Copy out every one of the lines below word for word, and omit the pictures from your copy.

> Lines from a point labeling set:
-------------------------

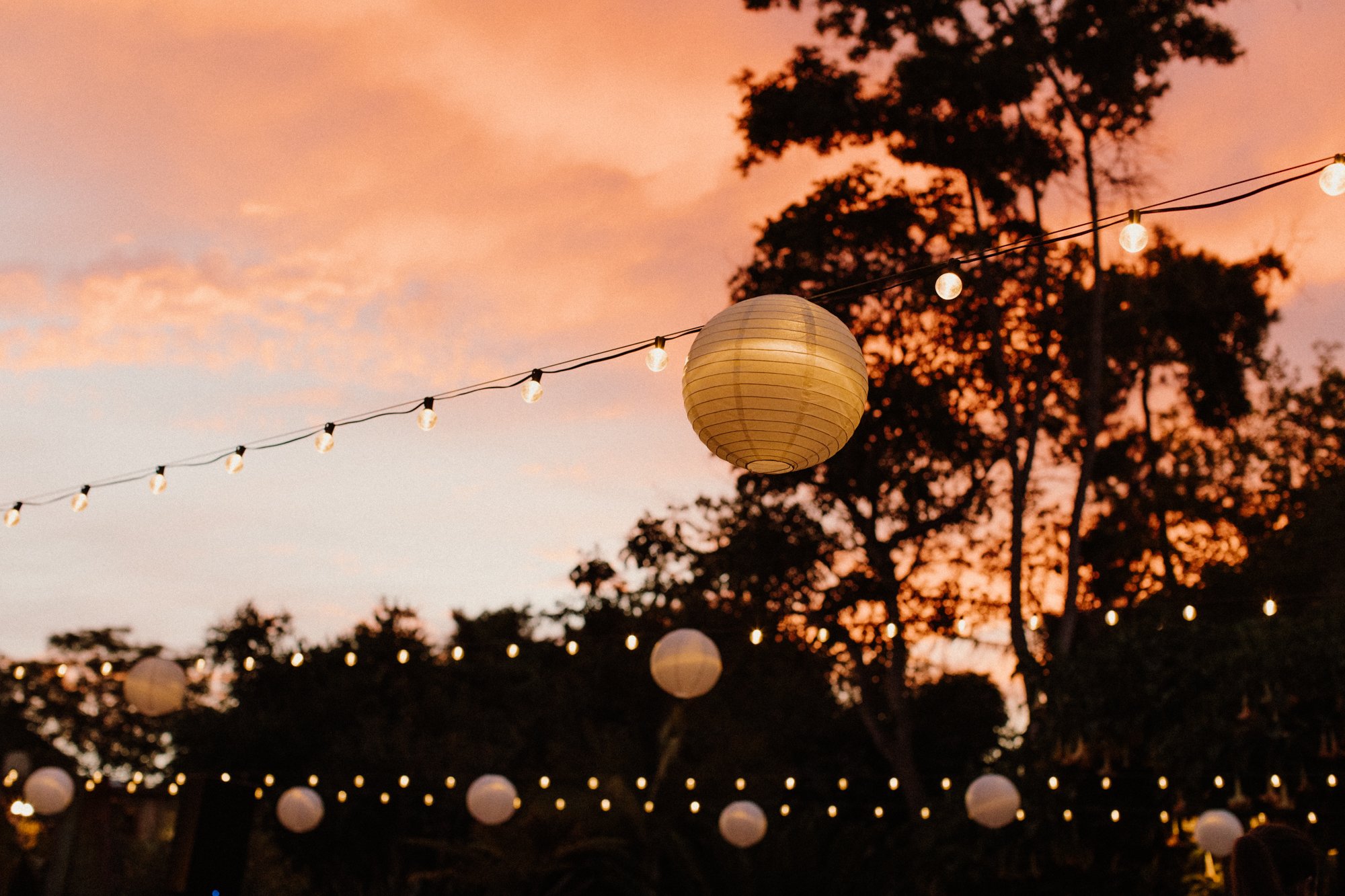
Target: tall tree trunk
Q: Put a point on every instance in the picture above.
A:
(1165, 542)
(892, 736)
(1091, 411)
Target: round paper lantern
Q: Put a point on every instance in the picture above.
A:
(301, 809)
(1217, 831)
(492, 799)
(157, 686)
(49, 790)
(743, 823)
(993, 801)
(685, 663)
(775, 384)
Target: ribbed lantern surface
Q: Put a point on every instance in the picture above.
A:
(157, 686)
(775, 384)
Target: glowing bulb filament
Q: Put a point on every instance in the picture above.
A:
(1334, 178)
(326, 439)
(658, 357)
(427, 417)
(533, 388)
(949, 286)
(1135, 236)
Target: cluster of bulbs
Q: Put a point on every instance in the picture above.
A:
(1270, 607)
(657, 360)
(1135, 236)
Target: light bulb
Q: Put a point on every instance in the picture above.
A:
(949, 286)
(533, 386)
(326, 439)
(1334, 178)
(1135, 236)
(658, 357)
(427, 417)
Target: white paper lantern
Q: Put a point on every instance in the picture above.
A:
(775, 384)
(743, 823)
(49, 790)
(492, 799)
(685, 663)
(993, 801)
(1217, 831)
(157, 686)
(301, 809)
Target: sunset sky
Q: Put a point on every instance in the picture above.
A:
(223, 221)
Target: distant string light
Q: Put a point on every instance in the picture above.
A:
(427, 417)
(1334, 178)
(325, 440)
(657, 358)
(533, 388)
(949, 286)
(1135, 236)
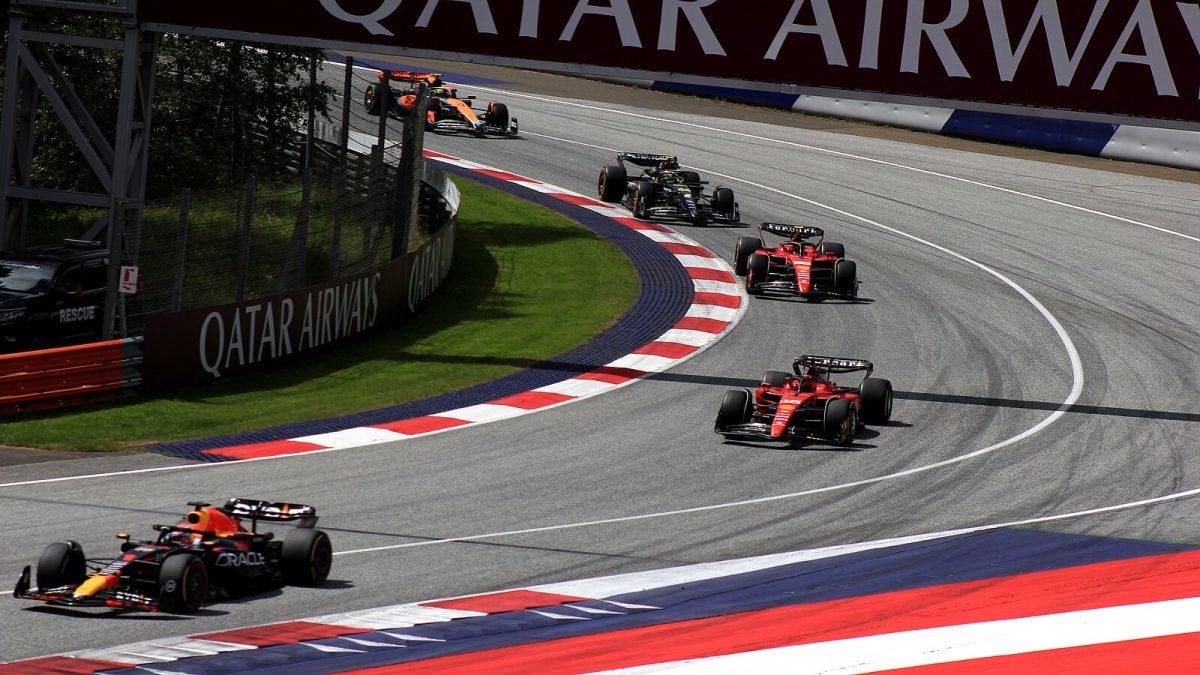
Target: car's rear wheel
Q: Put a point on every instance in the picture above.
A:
(840, 420)
(371, 100)
(498, 114)
(774, 378)
(735, 407)
(833, 249)
(61, 563)
(876, 395)
(306, 557)
(845, 278)
(183, 584)
(643, 198)
(742, 252)
(756, 272)
(611, 185)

-------------------------

> RESPONSE FOR THIS EXERCISE:
Target: tall tree trunk
Q: Put a point on every instance in the picture above.
A:
(1165, 542)
(892, 736)
(1091, 411)
Target: round paper lantern
Q: Put a point on every instance in the picture above.
A:
(301, 809)
(1217, 831)
(492, 799)
(157, 686)
(49, 790)
(743, 823)
(993, 801)
(685, 663)
(775, 384)
Target: ribbed lantern surface
Q: Put a point on every instance in the picture above.
A:
(157, 686)
(775, 384)
Target: glowing bulb filament
Q: Put a point on every instance in the picture above.
A:
(1334, 178)
(326, 439)
(658, 357)
(427, 417)
(533, 388)
(949, 286)
(1135, 236)
Target: cluster of bulbs
Q: Put a point on every instance in the picture above.
A:
(1270, 607)
(657, 360)
(1135, 236)
Target: light bulb
Q: Put a point on every instance in the picture above.
A:
(949, 286)
(533, 386)
(326, 439)
(1334, 178)
(1135, 236)
(658, 357)
(427, 417)
Target: white paper lantern
Q: Put a point on every instance in the picture above.
A:
(775, 384)
(743, 823)
(49, 790)
(492, 799)
(685, 663)
(993, 801)
(1217, 831)
(157, 686)
(301, 809)
Target: sunset sky
Q: Put a point on every instance in the picture above.
A:
(223, 221)
Target: distant string light
Q: Put a point on every instance in the picture above.
A:
(427, 417)
(1334, 178)
(325, 440)
(657, 358)
(533, 388)
(949, 286)
(1135, 236)
Target: car's rear wheel
Q: Put a point on every instance in the picture above.
A:
(840, 420)
(371, 100)
(498, 114)
(774, 378)
(735, 407)
(833, 249)
(61, 563)
(876, 395)
(306, 557)
(845, 278)
(183, 584)
(643, 198)
(742, 252)
(756, 272)
(611, 185)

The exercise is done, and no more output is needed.